(Stored data entries)
========================================================================

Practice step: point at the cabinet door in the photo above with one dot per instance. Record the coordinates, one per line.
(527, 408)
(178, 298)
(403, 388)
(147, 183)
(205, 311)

========================================================================

◆ **Short task**: Copy these lines exactly as they appear.

◆ **The solution**:
Practice step: point at the cabinet door in the photo above with one dot per instance. Record the coordinates, one per line.
(527, 408)
(178, 298)
(403, 388)
(147, 183)
(205, 311)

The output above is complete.